- _Teks Sumber_:
···

Tak Ada Saling Pengertian di Gerbong Khusus Perempuan
Ada pendapat ekstrem mengenai gerbong khusus perempuan di kereta komuter Jabodetabek: seram, brutal, kasar, dan barbar! Seburuk itukah suasana di gerbong cantik itu?
Penulis: Tika Anggreni Purba
--
“Tas sayaaa! Tas sayaa!!” teriak seorang perempuan muda berkerudung cokelat ketika mencoba keluar dari pintu gerbong khusus perempuan kereta komuter yang berhenti di Stasiun Manggarai, Jakarta.
Rupanya badannya sudah keluar, namun terseret lagi ke dalam, karena tasnya tersangkut di serbuan penumpang perempuan lainnya yang ingin masuk. Wajah perempuan itu gusar, hampir saja tasnya tertinggal, karena penumpang baru yang tidak memberi kesempatan padanya untuk turun. Begitulah gambaran sehari-hari sistem keluar masuk gerbong khusus perempuan.
“Tidak berperasaan sama sekali, saya seperti terseret ombak, enggak bisa dilawan,” kisah Sondang (26), karyawan swasta di Jakarta. Pernah suatu kali ia menumpang kereta komuter berangkat dari Stasiun Tanah Abang menuju Stasiun Cawang. Pertama kali masuk, cerita Sondang, gerbong cantik itu tidak begitu padat. Namun sesampainya di Stasiun Sudirman, barulah ia merasakan ‘terjangan ombak’ itu. Ia tak kuasa menahan dorongan penumpang yang baru masuk kereta. Dirinya terhimpit, tak bisa bergerak.
Lain cerita dengan Sarifa (29), pertama kali ia menggunakan layanan kereta rel listrik (KRL) rasanya terkejut batin. Kejadiannya sama seperti Sondang, ketika harus berangkat pukul 17.00 dari Stasiun Tanah Abang untuk transit di Stasiun Manggarai.
“Saya kaget banget, ketika berhenti di Stasiun Sudirman, ternyata sudah banyak penumpang yang menunggu, begitu pintu dibuka, penumpang langsung menyerbu pintu,” kisahnya. Persaingan di gerbong cantik yang didominasi warna pink ini memang luar biasa. Mungkin lebih heboh dari antrean midnight sale.

···

- _Catatan penunjukan objek bernama_:
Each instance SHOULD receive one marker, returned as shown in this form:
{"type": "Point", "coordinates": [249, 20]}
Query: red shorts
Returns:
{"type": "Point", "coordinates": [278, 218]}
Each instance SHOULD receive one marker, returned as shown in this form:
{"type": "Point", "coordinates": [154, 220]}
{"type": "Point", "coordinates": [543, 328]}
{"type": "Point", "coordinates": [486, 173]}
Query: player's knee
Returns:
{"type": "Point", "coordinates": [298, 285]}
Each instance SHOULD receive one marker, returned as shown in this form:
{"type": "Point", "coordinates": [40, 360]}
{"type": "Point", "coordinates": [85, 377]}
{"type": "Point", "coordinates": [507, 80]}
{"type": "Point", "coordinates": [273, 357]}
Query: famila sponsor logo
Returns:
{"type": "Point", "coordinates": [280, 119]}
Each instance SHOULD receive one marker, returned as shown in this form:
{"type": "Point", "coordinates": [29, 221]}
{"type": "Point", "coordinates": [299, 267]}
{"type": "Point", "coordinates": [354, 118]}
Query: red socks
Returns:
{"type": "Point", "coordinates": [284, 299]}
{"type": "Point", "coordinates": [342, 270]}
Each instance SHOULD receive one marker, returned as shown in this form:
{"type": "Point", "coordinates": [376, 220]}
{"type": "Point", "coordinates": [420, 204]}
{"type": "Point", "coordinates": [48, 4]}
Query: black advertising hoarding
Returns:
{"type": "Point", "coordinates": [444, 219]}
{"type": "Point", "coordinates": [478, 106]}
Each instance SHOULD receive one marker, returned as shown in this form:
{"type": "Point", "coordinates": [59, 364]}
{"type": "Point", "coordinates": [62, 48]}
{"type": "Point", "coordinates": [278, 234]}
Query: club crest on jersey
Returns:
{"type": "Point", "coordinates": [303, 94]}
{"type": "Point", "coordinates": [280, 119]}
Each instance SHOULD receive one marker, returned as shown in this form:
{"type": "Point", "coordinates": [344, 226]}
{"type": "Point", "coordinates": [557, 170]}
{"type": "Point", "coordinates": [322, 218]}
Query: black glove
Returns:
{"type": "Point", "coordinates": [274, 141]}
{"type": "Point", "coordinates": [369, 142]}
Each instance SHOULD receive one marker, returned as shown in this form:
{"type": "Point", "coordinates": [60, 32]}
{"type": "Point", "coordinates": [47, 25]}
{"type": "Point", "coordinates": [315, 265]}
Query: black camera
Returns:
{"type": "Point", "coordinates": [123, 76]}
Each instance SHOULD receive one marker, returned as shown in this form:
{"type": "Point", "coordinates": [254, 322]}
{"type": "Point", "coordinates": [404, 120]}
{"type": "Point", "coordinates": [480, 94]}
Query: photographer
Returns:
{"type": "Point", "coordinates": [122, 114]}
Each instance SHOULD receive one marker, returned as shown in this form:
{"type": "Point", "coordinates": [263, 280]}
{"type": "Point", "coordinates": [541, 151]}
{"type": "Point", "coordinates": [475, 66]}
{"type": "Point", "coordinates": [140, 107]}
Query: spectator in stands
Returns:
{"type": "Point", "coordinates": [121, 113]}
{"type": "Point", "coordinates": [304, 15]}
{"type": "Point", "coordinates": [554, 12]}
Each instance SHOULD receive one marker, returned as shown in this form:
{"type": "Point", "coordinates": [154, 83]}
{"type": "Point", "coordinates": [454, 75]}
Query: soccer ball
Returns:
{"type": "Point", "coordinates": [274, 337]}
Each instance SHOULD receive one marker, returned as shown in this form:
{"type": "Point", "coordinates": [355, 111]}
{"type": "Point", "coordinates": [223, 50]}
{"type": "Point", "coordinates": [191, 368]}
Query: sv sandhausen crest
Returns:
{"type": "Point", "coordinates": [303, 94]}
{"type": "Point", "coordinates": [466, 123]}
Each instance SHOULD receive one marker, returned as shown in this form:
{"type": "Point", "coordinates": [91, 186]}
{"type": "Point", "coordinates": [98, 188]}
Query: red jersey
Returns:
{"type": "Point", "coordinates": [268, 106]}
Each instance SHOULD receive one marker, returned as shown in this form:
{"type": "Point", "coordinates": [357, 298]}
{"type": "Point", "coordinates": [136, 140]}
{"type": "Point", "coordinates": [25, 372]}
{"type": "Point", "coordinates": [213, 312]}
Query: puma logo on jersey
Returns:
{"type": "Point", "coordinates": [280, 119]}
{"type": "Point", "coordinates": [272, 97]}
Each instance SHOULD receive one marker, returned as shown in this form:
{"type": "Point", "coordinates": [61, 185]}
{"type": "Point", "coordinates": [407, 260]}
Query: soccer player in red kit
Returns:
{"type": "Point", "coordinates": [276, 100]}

···

- _Tujuan A_: Tulis ulang bagian teks tentang gerbong khusus perempuan antara "Tak Ada Saling" dan "gerbong cantik itu?", termasuk keduanya, dengan mengganti "seram" menjadi "menakutkan".
- _Tujuan B_: Terjemahkan kalimat dari teks tentang gerbong khusus perempuan ini ke dalam bahasa Inggris: "Persaingan di gerbong cantik yang didominasi warna pink ini memang luar biasa."

- _Jawaban Lengkap A_:
Tak Ada Saling Pengertian di Gerbong Khusus Perempuan
Ada pendapat ekstrem mengenai gerbong khusus perempuan di kereta komuter Jabodetabek: menakutkan, brutal, kasar, dan barbar! Seburuk itukah suasana di gerbong cantik itu?

- _Jawaban Lengkap B_: The competition in this pretty carriage dominated by the color pink is truly extraordinary.